─── PAGE

Summary

Improve MMC performance by adding support for new MMC operations available in JEDEC 4.41. Improve the MMC framework performance by minimizing latency between two consecutive MMC requests.

Release Note

Add support for MMC operation such as background operations, high priority interrupts, reliable writes available in JEDEC 4.41. Add double buffering support to the MMC-framework to parallelize dma-transfer and cache maintenance.

Rationale

Managed NANDs supporting MMC/SD interface are becoming more and more popular. The two big benefits are error correction code (ECC) in hardware and standard hardware interface. This makes it possible to run a common file system such as ext4, but is this really optimal?

This is an overview view of the stack:

  • standard FS, Ext4
  • block device
  • MMC framework
  • MMC host driver
  • eMMC controller
  • eMMC card

One take on this is to to start optimize performance bottom up.

  • What does the hardware support?
  • Is this supported by the MMC-framework and host driver?
  • Does the FS utilizes these features to gain performance?

User stories

  1. Extensively writes to MMC results in loss in performance over time due to memory maintenance, what can be done to minimize this drop?
  2. In small devices it is often desirable to offload the CPU using DMA, will there be a performance penalty for DMA?
  3. From a toplevel perspective all reads and writes to the MMC may not have the same importance. Serving a demand paging is normally more urgent compared to reading a big jpg-file into RAM. Is there a way to give priority?
  4. It is not optimal to do many small reads and especially writes (less than erase block size) to MMC but what can be done avoid this?
  5. EMMC has hardware ECC (error correction code) does this help when the power is suddenly cut off. Any risk of the filesystem being corrupted?
  6. Will DDR_MODE for eMMC really double the performance?
  7. What would be the optimal characteristics for a filesystem on eMMC? Is ext4 well suited for eMMC?

Assumptions

Available hardware eMMC supporting JEDEC 4.41 and additional JEDEC 4.41 optional features that are needed to fulfill this design.

Design

1. Write performance drop

  • Investigate eMMC (JEDEC version 4.4) "trim" support in Linux kernel and ARM SoC. Trim support is available in v2.6.36 for SD/MMC/EMMC, Fill out implementation and fix bugs as needed.
  • Ext4 utilize trim operations to improve performance. Use benchmark tests from benchmarks to test how big affect TRIM has on performance.

  • Add support for background operation (JEDEC version 4.41) in the mmc framework and filesystems. In the best cases all maintenance operations such as trim and erase should run in the background while the card is idle.

──────
─── DATA EXTRACT

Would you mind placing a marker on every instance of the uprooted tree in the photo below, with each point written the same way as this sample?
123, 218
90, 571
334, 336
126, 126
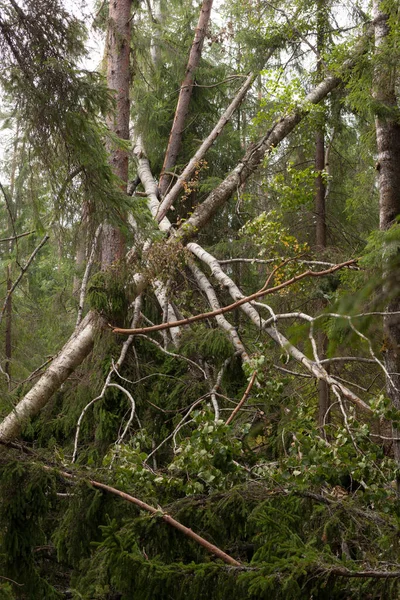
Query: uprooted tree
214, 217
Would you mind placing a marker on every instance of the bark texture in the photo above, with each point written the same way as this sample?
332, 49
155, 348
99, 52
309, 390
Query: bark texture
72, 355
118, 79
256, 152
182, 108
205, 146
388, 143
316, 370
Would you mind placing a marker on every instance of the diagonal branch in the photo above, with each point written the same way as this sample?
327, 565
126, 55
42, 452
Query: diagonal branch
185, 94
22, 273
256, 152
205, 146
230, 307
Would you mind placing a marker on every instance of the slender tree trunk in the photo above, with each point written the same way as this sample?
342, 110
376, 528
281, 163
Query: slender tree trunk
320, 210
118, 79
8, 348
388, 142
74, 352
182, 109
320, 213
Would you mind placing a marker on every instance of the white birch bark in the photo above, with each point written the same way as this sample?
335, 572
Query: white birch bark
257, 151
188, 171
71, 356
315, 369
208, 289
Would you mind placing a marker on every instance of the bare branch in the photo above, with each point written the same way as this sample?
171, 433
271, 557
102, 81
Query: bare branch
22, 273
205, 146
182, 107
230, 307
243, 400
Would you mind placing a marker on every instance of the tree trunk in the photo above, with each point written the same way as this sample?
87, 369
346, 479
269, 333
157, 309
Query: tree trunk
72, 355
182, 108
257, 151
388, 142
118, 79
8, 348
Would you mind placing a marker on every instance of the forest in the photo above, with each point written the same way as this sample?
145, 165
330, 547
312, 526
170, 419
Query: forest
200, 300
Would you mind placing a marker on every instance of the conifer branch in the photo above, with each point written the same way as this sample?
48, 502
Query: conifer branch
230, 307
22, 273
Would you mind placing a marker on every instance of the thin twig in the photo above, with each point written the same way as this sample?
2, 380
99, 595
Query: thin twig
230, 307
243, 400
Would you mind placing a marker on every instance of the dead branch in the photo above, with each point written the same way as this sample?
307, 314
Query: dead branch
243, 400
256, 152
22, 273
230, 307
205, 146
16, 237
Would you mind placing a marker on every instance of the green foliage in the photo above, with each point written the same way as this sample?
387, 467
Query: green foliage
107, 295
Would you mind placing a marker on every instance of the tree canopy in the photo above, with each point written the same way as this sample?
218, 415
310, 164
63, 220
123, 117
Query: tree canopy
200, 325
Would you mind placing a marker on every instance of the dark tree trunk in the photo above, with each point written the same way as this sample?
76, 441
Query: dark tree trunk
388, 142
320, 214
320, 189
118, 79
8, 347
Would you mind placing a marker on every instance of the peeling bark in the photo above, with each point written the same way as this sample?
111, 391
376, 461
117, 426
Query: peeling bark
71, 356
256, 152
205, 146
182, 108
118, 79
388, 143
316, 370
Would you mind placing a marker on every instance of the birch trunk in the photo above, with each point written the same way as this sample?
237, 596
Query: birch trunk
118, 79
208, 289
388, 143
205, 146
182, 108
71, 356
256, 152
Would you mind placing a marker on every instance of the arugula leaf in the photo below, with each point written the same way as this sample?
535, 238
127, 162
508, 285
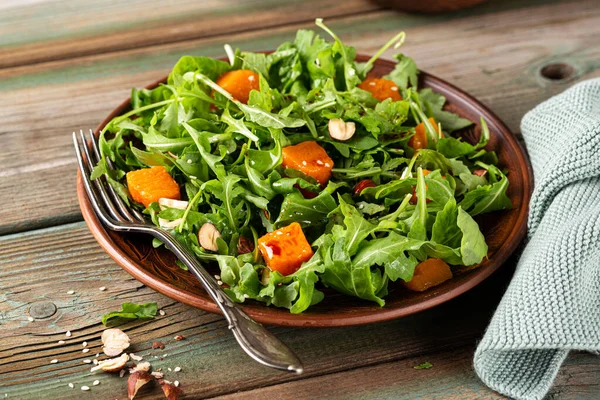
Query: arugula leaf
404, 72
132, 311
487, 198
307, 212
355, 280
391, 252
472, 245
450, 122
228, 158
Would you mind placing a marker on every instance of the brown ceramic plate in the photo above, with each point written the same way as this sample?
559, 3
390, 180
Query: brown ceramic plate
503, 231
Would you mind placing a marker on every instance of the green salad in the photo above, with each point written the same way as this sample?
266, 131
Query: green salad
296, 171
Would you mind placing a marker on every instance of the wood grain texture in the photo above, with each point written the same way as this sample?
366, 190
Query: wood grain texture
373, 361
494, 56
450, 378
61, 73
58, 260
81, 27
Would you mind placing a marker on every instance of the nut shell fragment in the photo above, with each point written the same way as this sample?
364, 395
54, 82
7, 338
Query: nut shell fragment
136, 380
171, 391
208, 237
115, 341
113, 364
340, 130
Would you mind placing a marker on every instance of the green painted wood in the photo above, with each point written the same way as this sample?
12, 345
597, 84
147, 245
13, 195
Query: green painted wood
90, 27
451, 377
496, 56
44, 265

──────

EXERCISE DIRECTIONS: Continue the MMC performance page above, writing the next part of its design section after the last sentence shown.

EXERCISE RESPONSE:
2. double buffer for DMA

Improve MMC framework start/prepare job latency. (applicable for SD performance as well sd)

  • Investigate what type of MMC request that causes the number of pending request in the block device to increase.
  • The file system adds jobs asynchronously to the block device layer. The MMC framework runs one job at a time. A MMC job consist of two steps, send MMC cmd and request data transfer. The MMC framework waits until the data transfer is complete, then the MMC framework start executing the next job from the queue.
    • Action - minimize latency between job complete and next job started.
    • Would it make any sense to pass multiple commands to the host driver? For SCSI there is something called bi-directional (bidi) request, could this be of interest for MMC as well?

3. Prevent small MMC transfers

Improve MMC framework job scheduling. (applicable for SD performance as well sd)

  • Concatenate consecutive Write:s and Read:s in the block queue and pass down as one job to host driver.

  • ARCH_HAS_SG_CHAIN is not supported for ARM, is this a limitation?
  • The IO-scheduler concatenates consecutive read/write to some extent, are there any potential improvements to be made here? Would it improve performance to fetch multiple reads or writes from the block-queue?

4. Priority

Add support for the high priority interrupt operation (JEDEC version 4.41) in the mmc framework and filesystem, High priority interrupt allows a low-priority large read/write to be interrupted to make way for a high-priority operation, for instance a demand paging.

5. Reliable eMMC

Add support for reliable write in the mmc framework and filesystem (JEDEC version 4.3) (NAND Flash not reliable in the rotating-mass-storage sense). Reliable write is slower compared to normal write therefore it shall only be used for writing critical data such as partition tables. The filesystem has a flag to mark meta data. On block-level the flag is "struct request"->cmd_flags & WRITE_META. A straight forward way is to use this flag to write all meta data using the reliable write operation. A more optimized implementation would be to only write journals using reliable write.

6. DDR_MODE eMMC

Add support for DDR_MODE in mmc host driver (or use available host driver that supports it) and evaluate performance. In DDR_MODE emmc operates on both rising and falling edge.

7. FS for eMMC

Investigate FS performance for eMMC. (applicable for SD performance as well sd)

  • Investigate potential areas of improvements on FS-level for MMC in particular

Implementation

What order to do things?

The right order to implement this is not 1 through 7. One should pick the items that gives the most "bang for the buck". This is the proposed order:

  • Prestudy (Obviously the first one)
  • Verify eMMC support (Good to know early if the hardware is compatible, else need to look for other hardware)
  • 2. double buffer for DMA (Should be relatively straight forward to implement, get to know the internals in the MMC framework at the same time)
  • 5. Reliable eMMC (Guessing implementation should be fairly easy, testing phase is really long, next task may be started at this point)
  • 6. DDR_MODE eMMC (should be trivial)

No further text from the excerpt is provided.